• _PROBLEM DESCRIPTION_:
Return every line of the entries below as a JSON list of strings, one string per line, skipping blank lines. Leave the pictures out.

----

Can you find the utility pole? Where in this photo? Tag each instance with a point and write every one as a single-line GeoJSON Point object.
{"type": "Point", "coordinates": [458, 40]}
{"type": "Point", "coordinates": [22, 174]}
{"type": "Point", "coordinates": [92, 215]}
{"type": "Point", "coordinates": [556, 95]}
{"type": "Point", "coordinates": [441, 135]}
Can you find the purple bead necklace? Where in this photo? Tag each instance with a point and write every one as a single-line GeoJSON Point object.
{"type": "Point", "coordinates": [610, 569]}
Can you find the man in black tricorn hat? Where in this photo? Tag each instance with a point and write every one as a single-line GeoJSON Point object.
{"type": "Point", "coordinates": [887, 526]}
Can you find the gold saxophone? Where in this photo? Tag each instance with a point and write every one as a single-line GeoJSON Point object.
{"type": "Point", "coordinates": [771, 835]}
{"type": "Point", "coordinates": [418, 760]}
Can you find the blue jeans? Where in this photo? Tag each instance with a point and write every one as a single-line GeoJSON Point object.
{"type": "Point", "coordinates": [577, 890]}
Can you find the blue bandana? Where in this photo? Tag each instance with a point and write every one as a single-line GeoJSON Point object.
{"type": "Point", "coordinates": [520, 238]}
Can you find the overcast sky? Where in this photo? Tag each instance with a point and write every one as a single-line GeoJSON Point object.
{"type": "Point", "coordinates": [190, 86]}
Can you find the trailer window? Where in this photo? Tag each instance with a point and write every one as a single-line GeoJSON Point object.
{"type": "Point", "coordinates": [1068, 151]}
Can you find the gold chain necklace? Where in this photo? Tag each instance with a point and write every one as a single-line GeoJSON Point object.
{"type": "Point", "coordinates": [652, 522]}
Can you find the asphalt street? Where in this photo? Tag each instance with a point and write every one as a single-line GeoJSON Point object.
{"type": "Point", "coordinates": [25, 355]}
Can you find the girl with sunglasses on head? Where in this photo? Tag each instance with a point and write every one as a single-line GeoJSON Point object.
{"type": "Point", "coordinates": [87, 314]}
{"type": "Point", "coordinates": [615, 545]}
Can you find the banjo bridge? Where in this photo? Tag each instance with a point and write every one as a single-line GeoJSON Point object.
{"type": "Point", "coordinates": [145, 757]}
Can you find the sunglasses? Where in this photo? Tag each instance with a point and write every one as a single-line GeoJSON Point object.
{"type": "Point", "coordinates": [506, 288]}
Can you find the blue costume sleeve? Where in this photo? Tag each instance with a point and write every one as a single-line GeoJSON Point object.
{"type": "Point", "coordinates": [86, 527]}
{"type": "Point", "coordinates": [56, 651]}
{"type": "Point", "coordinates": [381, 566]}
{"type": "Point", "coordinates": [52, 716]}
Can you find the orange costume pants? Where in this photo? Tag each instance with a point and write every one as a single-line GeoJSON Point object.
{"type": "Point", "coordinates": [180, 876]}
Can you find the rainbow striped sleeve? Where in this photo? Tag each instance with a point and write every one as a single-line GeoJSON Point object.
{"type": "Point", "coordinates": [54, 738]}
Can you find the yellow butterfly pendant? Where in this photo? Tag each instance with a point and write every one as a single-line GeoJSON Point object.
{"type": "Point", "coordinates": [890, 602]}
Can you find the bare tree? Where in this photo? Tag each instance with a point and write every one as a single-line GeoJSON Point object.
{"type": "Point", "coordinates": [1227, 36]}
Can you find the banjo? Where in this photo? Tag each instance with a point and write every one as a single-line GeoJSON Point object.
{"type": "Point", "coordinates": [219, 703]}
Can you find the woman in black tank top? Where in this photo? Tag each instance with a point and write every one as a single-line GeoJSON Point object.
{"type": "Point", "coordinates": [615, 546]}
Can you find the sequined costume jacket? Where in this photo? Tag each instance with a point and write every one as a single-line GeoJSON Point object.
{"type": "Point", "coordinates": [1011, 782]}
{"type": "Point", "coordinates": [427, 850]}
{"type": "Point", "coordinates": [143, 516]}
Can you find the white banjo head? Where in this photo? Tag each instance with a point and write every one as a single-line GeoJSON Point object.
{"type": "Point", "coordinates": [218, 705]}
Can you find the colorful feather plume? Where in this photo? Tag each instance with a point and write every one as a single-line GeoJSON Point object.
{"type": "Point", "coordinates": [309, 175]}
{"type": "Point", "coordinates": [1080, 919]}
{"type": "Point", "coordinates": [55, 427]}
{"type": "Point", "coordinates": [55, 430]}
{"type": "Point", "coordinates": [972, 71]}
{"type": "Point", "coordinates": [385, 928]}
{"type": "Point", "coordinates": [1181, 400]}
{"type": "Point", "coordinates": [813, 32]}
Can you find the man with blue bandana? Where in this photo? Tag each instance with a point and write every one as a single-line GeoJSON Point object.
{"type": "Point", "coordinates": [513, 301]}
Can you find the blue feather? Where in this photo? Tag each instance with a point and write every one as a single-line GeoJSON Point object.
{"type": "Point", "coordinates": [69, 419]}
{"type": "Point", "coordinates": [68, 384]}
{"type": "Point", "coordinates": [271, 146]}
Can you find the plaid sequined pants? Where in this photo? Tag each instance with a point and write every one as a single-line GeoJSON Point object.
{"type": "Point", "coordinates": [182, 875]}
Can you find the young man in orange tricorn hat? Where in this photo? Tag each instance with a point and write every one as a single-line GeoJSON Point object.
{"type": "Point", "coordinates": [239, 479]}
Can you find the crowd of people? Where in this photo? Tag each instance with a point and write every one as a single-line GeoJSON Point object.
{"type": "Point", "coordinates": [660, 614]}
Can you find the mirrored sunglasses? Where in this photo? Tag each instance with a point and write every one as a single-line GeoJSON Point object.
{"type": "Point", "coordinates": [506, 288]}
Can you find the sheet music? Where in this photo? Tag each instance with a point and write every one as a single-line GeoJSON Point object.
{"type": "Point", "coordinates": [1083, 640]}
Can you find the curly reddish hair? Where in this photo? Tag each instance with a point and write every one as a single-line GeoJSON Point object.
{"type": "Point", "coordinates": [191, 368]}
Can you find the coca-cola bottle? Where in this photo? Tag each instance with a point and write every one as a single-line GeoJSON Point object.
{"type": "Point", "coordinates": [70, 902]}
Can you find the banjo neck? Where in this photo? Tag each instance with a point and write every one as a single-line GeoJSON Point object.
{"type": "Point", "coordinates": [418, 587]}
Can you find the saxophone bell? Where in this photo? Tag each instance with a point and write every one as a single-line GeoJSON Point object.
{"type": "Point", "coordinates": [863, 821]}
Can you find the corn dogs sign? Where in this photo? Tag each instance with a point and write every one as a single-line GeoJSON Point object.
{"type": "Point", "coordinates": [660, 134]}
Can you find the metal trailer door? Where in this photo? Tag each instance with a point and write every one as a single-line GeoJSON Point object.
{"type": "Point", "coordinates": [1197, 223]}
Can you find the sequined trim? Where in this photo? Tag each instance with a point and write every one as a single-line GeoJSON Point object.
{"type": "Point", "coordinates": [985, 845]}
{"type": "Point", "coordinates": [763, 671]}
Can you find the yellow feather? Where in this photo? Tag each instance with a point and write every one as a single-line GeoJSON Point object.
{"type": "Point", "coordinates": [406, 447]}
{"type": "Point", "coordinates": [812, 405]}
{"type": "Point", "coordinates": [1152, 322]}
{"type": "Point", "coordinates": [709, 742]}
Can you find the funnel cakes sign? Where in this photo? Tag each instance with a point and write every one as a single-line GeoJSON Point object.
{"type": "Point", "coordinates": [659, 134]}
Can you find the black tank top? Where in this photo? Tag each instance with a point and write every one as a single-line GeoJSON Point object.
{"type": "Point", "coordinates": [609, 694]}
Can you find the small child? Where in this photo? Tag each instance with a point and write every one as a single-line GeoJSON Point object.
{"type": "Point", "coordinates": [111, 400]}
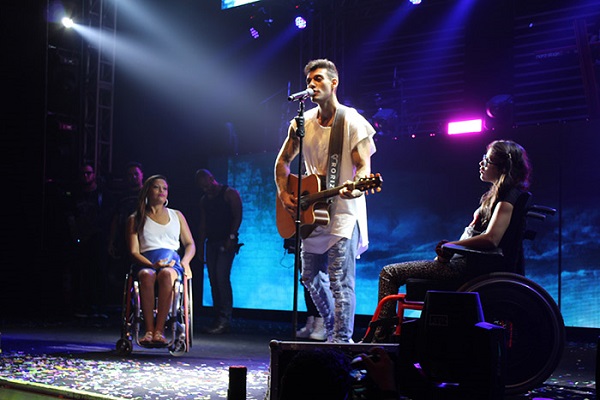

----

• _RESULT_:
[
  "Can you find the utility pole? Where in this photo? Tag each instance with a point and write every one as a single-line GeoJSON Point object.",
  "{\"type\": \"Point\", \"coordinates\": [458, 40]}",
  "{\"type\": \"Point\", \"coordinates\": [22, 174]}",
  "{\"type\": \"Point\", \"coordinates\": [92, 215]}",
  "{\"type\": \"Point\", \"coordinates\": [556, 95]}",
  "{\"type\": \"Point\", \"coordinates\": [441, 135]}",
  "Can you find the purple bead necklace? Where in this photo? Tag each instance with a point and write every one as a single-line GeoJSON Point object.",
  "{\"type\": \"Point\", \"coordinates\": [610, 569]}",
  "Can you find the man in black tricorn hat? Where in this photo? Tag each instance with a point and write every one as a single-line GeoJSON Point object.",
  "{\"type\": \"Point\", \"coordinates\": [887, 526]}",
  "Can you find the gold saxophone? Where in this photo? Tag each instance with a point and write every one as a single-line GeoJSON Point object.",
  "{\"type\": \"Point\", \"coordinates\": [771, 835]}",
  "{\"type\": \"Point\", \"coordinates\": [418, 760]}",
  "Can you find the blue jeans? Where in this photo? Tag each instance with a point and write every one as a single-line GeoJSON Point object.",
  "{\"type\": \"Point\", \"coordinates\": [577, 890]}",
  "Can you find the blue bandana? Where in this photo? Tag each instance with a point and write every one as a single-line GeoJSON Point object.",
  "{\"type\": \"Point\", \"coordinates\": [520, 238]}",
  "Can you find the overcast sky? Where in this photo? Tag each instance with a point and write every one as a single-line GeoJSON Point object.",
  "{\"type\": \"Point\", \"coordinates\": [190, 86]}",
  "Can you find the trailer window? Where in this photo? Tag each instance with a point and write every one as a single-line GeoJSON Point object.",
  "{\"type\": \"Point\", \"coordinates\": [1068, 151]}",
  "Can you find the gold chain necklace? Where in this photo? Tag each instance with a point and write every one as a single-line GeoJSON Point object.",
  "{\"type\": \"Point\", \"coordinates\": [652, 522]}",
  "Can you find the asphalt street? Where in this photo? Tag each instance with a point and write every one as a single-line GeoJSON Point object.",
  "{\"type\": \"Point\", \"coordinates\": [25, 355]}",
  "Can you find the girl with sunglasses on head? Where in this photo? Tag each instance with a point and write every one as a single-line GeoJSON Point object.",
  "{\"type\": \"Point\", \"coordinates\": [87, 314]}",
  "{\"type\": \"Point\", \"coordinates\": [615, 545]}",
  "Can you find the banjo bridge? Where in this photo? Tag each instance with a point and write every one as a single-line GeoJSON Point object.",
  "{\"type\": \"Point\", \"coordinates\": [145, 757]}",
  "Can you find the sunglasses? Where in this photo? Tag each instance with a point and write every one as a single-line GeoJSON Point object.",
  "{\"type\": \"Point\", \"coordinates\": [506, 288]}",
  "Can you find the blue costume sleeve? Where in this photo? Tag each instance with a point and write every one as a single-line GeoJSON Point object.",
  "{\"type\": \"Point\", \"coordinates\": [86, 527]}",
  "{\"type\": \"Point\", \"coordinates\": [56, 651]}",
  "{\"type\": \"Point\", \"coordinates\": [381, 566]}",
  "{\"type\": \"Point\", \"coordinates\": [52, 716]}",
  "Can you find the orange costume pants? Where in this photo? Tag each instance with a point and write every one as a single-line GeoJSON Point object.",
  "{\"type\": \"Point\", \"coordinates\": [180, 876]}",
  "Can you find the rainbow striped sleeve? Where in this photo? Tag each instance with a point and write every one as a single-line GeoJSON Point object.",
  "{\"type\": \"Point\", \"coordinates\": [54, 738]}",
  "Can you find the yellow butterfly pendant? Where in this photo? Tag each instance with a point and write every one as a single-line GeoJSON Point object.",
  "{\"type\": \"Point\", \"coordinates\": [890, 602]}",
  "Can you find the bare tree? Where in this photo? Tag each instance with a point and write every one as a single-line GeoJSON Point object.",
  "{\"type\": \"Point\", \"coordinates\": [1227, 36]}",
  "Can you find the banjo? Where in this photo? Tag each instance with a point and write every one as a single-line GeoJSON Point object.",
  "{\"type\": \"Point\", \"coordinates\": [219, 703]}",
  "Can you find the woman in black tank top? Where in this photo? Tag each instance with a point and write every one as a single-line GeoJSON Point object.",
  "{\"type\": \"Point\", \"coordinates\": [615, 546]}",
  "Can you find the sequined costume jacket? Where in this photo? Tag each instance with a point and write every one as a single-line GeoJSON Point object.",
  "{\"type\": \"Point\", \"coordinates\": [1011, 782]}",
  "{\"type\": \"Point\", \"coordinates\": [427, 850]}",
  "{\"type\": \"Point\", \"coordinates\": [143, 516]}",
  "Can you find the white banjo head? Where in this photo? Tag each instance with a point and write every one as a single-line GeoJSON Point object.",
  "{\"type\": \"Point\", \"coordinates\": [218, 705]}",
  "Can you find the colorful feather plume? Where in this photo? Tag each instance with a point and write every one as a single-line GeoJSON Point object.",
  "{\"type\": \"Point\", \"coordinates\": [309, 175]}",
  "{\"type\": \"Point\", \"coordinates\": [1080, 919]}",
  "{\"type\": \"Point\", \"coordinates\": [55, 427]}",
  "{\"type\": \"Point\", \"coordinates\": [55, 430]}",
  "{\"type\": \"Point\", \"coordinates\": [972, 71]}",
  "{\"type\": \"Point\", \"coordinates\": [385, 928]}",
  "{\"type\": \"Point\", \"coordinates\": [1181, 400]}",
  "{\"type\": \"Point\", \"coordinates\": [813, 32]}",
  "Can you find the man with blue bandana? Where in this photo? Tag each instance with a point and write every one as a single-line GeoJSON Point object.",
  "{\"type\": \"Point\", \"coordinates\": [513, 301]}",
  "Can you find the blue feather? Where in this photo? Tag each instance with a point and write every one as a single-line GeoJSON Point object.",
  "{\"type\": \"Point\", \"coordinates\": [69, 419]}",
  "{\"type\": \"Point\", \"coordinates\": [68, 384]}",
  "{\"type\": \"Point\", \"coordinates\": [271, 146]}",
  "Can you find the plaid sequined pants? Where in this photo? Tag each instance with a point and write every one as a single-line GeoJSON Point object.",
  "{\"type\": \"Point\", \"coordinates\": [182, 875]}",
  "Can you find the young man in orange tricorn hat? Where in this photo? Tag each instance with a point and write every one as a single-line GeoJSON Point object.",
  "{\"type\": \"Point\", \"coordinates\": [239, 479]}",
  "Can you find the crowd of people? Where in this photo? Tag each instance with a point and write every one as a single-line GeoJSON Point object.",
  "{\"type\": \"Point\", \"coordinates\": [660, 614]}",
  "Can you find the mirrored sunglasses? Where in this photo? Tag each instance with a point and write every one as a single-line GeoJSON Point object.",
  "{\"type\": \"Point\", \"coordinates\": [506, 288]}",
  "Can you find the sheet music? Where in this photo? Tag each instance with a point and write every one as a single-line GeoJSON Point object.",
  "{\"type\": \"Point\", \"coordinates\": [1083, 640]}",
  "Can you find the curly reddish hair? Where in this photo? Tag each instance with a point and write every one as a single-line GeoJSON Point object.",
  "{\"type\": \"Point\", \"coordinates\": [191, 368]}",
  "Can you find the coca-cola bottle? Where in this photo? Tag each instance with a point and write every one as a single-line GeoJSON Point object.",
  "{\"type\": \"Point\", \"coordinates\": [70, 902]}",
  "Can you find the banjo neck? Where in this photo? Tag each instance with a point and write every one as a single-line GeoJSON Point object.",
  "{\"type\": \"Point\", \"coordinates\": [418, 587]}",
  "Can you find the saxophone bell? Where in this photo? Tag each instance with a point and write every one as a single-line GeoJSON Point object.",
  "{\"type\": \"Point\", \"coordinates\": [863, 821]}",
  "Can you find the corn dogs sign? Where in this photo? Tag each instance with a point and write every one as a single-line GeoJSON Point object.",
  "{\"type\": \"Point\", \"coordinates\": [660, 134]}",
  "Can you find the metal trailer door? Where in this photo? Tag each instance with a point and write every one as a single-line GeoJSON Point object.",
  "{\"type\": \"Point\", \"coordinates\": [1197, 223]}",
  "Can you find the sequined trim? Where in this photo? Tag each instance with a point and write every one as a single-line GeoJSON Point object.",
  "{\"type\": \"Point\", \"coordinates\": [985, 845]}",
  "{\"type\": \"Point\", \"coordinates\": [763, 671]}",
  "Can you find the yellow feather? Where in this photo? Tag each instance with a point and write every one as a single-line GeoJSON Point object.",
  "{\"type\": \"Point\", \"coordinates\": [406, 447]}",
  "{\"type\": \"Point\", \"coordinates\": [812, 405]}",
  "{\"type\": \"Point\", \"coordinates\": [1152, 322]}",
  "{\"type\": \"Point\", \"coordinates\": [709, 742]}",
  "Can you find the funnel cakes sign? Where in this photo? Tag each instance with a point and write every one as a single-line GeoJSON Point object.",
  "{\"type\": \"Point\", \"coordinates\": [659, 134]}",
  "Can you find the black tank top? Where in this photo? Tag each instance with a point and write every one as a single-line GeoJSON Point object.",
  "{\"type\": \"Point\", \"coordinates\": [609, 694]}",
  "Can you find the small child? Where in this photo? Tag each instance with a point and write every one as a single-line GeoJSON Point object.",
  "{\"type\": \"Point\", \"coordinates\": [111, 400]}"
]